▶ _Objectives_
1 – Please rewrite the passage on soccer league pay from "Besides the top" to "pay is better).", putting "Watford" in place of "Burnley".
2 – Extend the passage on soccer league pay from the point where it stops.

▶ _Given text_
--- START ---
Idk, the four biggest leagues in Europe combined bring in less revenue than the NFL and I would assume given the volume of teams that players outside of the top tier ones values should be diluted. 

Besides the top four leagues, there's competition from France (mostly PSG), some clubs from Russia were pretty loaded before this year, not that long ago Chinese clubs were paying big bucks and attracting top talent, and it's not like some of the smaller or at least not as wealthy markets like Turkey, Mexico or Brazil pay poorly, even if there's a big difference to the top European clubs (also, players could decide, and some do, they'd rather be a top player beloved by millions in a club like Fenerhbaçe, América or my own Flamengo than to be a bench warmer in some top European club or a starter in a team like, say, Burnley or Cagliari, fighting relegation every year for small crowds, even if the pay is better).
--- END ---
▶ _Given material_
--- START ---
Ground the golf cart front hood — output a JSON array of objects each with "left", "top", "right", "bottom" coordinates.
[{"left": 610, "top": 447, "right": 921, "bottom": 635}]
--- END ---
▶ _Expected responses_
1 –
Besides the top four leagues, there's competition from France (mostly PSG), some clubs from Russia were pretty loaded before this year, not that long ago Chinese clubs were paying big bucks and attracting top talent, and it's not like some of the smaller or at least not as wealthy markets like Turkey, Mexico or Brazil pay poorly, even if there's a big difference to the top European clubs (also, players could decide, and some do, they'd rather be a top player beloved by millions in a club like Fenerhbaçe, América or my own Flamengo than to be a bench warmer in some top European club or a starter in a team like, say, Watford or Cagliari, fighting relegation every year for small crowds, even if the pay is better).

2 –
Also, unlike the NFL, where the sole purpose of the club is to make money for the owner, there are in football, specially more recently, clubs like Man City, Chelsea or PSG in which financial profit is not really the main objective of the club, if it even is at all.

To a smaller extent, that even applies to some clubs like Barcelona, Real Madrid or Athletic Bilbao, which are intertwined with political ones, as well as the fact that a huge part (if not most) of the clubs worldwide are associations rather than businesses with owners.